◆ Instructions for the task ◆
Repeat exactly the lines that run from the one containing "A point falls on each instance of the green" to the end of the data, and leave out all others.

(Records contained in a dataset)
— Begin —
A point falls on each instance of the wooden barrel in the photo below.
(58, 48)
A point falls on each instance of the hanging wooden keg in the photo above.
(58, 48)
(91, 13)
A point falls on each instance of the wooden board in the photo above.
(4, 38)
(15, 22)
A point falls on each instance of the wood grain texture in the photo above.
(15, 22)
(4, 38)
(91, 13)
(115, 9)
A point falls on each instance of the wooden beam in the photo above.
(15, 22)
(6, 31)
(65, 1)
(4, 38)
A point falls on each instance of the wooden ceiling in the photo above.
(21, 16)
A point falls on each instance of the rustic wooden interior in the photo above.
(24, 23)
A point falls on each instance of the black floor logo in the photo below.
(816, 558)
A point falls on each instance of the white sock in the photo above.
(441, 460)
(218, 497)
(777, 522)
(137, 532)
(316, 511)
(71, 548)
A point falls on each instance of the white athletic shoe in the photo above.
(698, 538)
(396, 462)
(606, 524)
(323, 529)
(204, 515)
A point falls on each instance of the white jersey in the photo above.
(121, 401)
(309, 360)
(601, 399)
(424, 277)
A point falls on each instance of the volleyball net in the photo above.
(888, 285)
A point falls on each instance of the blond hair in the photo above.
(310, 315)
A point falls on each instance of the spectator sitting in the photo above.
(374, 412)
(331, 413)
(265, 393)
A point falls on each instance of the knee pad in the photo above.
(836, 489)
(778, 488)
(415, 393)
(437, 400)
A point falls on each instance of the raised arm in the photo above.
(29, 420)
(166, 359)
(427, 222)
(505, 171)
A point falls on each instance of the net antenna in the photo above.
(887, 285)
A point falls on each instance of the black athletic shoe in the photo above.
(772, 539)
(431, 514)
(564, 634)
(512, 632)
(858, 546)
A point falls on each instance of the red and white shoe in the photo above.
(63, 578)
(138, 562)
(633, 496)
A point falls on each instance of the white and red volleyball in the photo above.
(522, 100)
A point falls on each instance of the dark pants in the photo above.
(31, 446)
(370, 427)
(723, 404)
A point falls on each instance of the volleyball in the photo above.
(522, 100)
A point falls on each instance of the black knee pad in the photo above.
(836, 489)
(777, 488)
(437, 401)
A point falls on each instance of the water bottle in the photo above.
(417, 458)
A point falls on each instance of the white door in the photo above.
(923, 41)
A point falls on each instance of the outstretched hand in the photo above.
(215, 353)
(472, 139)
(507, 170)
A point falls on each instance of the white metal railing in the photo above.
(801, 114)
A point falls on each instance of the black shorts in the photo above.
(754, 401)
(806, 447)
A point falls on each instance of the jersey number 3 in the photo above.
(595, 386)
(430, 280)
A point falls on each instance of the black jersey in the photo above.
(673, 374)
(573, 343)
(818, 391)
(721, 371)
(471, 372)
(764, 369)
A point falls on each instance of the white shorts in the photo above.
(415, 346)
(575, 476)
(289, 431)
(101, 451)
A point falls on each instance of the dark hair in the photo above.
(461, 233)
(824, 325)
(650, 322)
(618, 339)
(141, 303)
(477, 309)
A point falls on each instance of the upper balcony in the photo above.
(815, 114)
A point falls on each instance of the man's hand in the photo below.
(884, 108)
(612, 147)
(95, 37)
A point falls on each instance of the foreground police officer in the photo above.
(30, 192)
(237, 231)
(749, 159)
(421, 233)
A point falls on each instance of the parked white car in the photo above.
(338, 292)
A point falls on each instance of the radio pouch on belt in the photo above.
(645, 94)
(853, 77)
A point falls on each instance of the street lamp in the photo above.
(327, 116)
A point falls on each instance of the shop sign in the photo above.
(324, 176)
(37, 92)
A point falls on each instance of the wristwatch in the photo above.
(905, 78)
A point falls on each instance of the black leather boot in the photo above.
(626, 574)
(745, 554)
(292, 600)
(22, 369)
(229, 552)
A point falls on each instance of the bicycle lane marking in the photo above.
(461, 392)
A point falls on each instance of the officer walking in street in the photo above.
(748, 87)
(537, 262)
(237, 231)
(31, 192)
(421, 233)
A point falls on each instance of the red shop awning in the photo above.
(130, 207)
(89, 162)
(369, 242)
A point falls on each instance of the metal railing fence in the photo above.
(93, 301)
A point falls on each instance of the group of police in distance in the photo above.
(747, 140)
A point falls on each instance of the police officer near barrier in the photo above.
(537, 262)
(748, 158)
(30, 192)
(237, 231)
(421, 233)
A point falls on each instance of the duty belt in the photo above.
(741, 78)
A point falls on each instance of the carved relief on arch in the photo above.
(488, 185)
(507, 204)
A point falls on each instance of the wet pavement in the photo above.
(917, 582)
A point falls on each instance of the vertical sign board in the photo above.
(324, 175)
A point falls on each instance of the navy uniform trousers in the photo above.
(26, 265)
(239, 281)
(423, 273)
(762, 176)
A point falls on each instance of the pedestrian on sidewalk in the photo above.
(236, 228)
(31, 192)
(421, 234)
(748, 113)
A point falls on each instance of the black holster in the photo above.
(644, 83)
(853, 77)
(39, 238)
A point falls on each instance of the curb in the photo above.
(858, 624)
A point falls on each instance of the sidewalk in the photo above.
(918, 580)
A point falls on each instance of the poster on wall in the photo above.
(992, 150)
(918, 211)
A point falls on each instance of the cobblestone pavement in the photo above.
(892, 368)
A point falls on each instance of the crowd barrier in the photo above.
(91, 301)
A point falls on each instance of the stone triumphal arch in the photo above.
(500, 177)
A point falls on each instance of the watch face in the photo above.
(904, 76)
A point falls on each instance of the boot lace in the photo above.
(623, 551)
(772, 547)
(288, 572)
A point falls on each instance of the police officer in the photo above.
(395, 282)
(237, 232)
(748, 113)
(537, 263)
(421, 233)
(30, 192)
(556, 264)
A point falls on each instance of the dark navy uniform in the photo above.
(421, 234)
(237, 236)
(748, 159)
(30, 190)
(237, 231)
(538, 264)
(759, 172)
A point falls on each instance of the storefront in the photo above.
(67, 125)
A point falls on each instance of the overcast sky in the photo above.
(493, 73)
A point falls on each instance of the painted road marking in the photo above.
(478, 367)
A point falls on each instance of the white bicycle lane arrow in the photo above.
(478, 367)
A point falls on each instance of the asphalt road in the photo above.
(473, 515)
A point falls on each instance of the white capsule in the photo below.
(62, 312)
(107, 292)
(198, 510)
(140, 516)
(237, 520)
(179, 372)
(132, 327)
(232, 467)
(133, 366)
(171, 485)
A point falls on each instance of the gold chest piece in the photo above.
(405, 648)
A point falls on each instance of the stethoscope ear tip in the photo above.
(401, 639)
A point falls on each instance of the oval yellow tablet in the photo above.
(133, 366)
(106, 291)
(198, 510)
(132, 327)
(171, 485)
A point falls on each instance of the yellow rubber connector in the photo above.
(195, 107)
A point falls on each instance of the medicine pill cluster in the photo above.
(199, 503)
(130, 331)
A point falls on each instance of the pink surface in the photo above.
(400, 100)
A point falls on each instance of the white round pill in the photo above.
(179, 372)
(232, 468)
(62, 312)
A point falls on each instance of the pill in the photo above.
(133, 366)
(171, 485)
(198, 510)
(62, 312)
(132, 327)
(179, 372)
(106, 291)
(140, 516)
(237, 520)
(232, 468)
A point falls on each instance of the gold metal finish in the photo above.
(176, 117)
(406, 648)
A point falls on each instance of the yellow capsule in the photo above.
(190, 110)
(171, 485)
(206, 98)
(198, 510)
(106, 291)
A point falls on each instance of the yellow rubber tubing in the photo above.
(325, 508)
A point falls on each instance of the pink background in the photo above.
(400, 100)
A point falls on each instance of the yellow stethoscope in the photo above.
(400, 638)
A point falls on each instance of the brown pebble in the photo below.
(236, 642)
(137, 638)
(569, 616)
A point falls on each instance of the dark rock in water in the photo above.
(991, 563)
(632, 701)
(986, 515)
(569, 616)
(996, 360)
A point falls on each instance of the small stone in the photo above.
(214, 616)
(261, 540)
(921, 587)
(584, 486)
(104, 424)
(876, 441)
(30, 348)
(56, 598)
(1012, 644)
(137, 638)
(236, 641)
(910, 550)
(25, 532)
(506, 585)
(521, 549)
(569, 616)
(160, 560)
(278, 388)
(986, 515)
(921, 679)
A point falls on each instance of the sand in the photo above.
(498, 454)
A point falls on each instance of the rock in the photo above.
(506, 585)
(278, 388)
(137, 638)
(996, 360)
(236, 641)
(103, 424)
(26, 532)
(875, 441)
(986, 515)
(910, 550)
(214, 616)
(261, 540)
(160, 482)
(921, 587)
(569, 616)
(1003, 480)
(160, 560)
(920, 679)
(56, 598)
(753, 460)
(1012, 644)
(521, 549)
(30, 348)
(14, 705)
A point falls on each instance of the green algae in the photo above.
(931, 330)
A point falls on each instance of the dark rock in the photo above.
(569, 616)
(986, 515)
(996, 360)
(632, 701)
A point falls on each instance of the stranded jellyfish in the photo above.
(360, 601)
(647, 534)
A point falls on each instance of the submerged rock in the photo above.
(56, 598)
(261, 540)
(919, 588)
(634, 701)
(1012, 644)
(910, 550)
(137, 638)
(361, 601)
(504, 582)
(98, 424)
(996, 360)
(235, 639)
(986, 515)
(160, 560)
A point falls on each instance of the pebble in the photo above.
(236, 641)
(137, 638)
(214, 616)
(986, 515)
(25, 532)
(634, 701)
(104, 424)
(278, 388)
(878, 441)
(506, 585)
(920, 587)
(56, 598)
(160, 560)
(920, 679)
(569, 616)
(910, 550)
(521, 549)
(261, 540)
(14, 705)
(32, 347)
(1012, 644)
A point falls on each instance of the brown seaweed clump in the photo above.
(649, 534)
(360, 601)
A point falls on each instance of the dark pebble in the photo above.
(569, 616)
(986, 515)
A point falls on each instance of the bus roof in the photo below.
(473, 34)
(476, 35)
— End —
◆ Answer to the problem ◆
A point falls on each instance of the green algae in the photo above.
(931, 330)
A point falls on each instance of the dark rock in the photo above.
(569, 616)
(986, 515)
(996, 360)
(632, 701)
A point falls on each instance of the stranded jellyfish in the photo above.
(360, 601)
(647, 534)
A point falls on each instance of the submerged rock in the photo above.
(56, 598)
(261, 540)
(919, 588)
(634, 701)
(1012, 644)
(910, 550)
(137, 638)
(361, 601)
(504, 582)
(98, 424)
(996, 360)
(235, 639)
(986, 515)
(160, 560)
A point falls on each instance of the pebble in the photo above.
(236, 641)
(137, 638)
(214, 616)
(986, 515)
(25, 532)
(634, 701)
(104, 424)
(278, 388)
(878, 441)
(506, 585)
(920, 587)
(56, 598)
(160, 560)
(920, 679)
(569, 616)
(910, 550)
(521, 549)
(261, 540)
(14, 705)
(32, 347)
(1012, 644)
A point falls on each instance of the brown seaweed clump in the photo above.
(649, 534)
(360, 601)
A point falls on each instance of the dark pebble in the photo above.
(569, 616)
(986, 515)
A point falls on each instance of the bus roof in the photo below.
(473, 34)
(476, 35)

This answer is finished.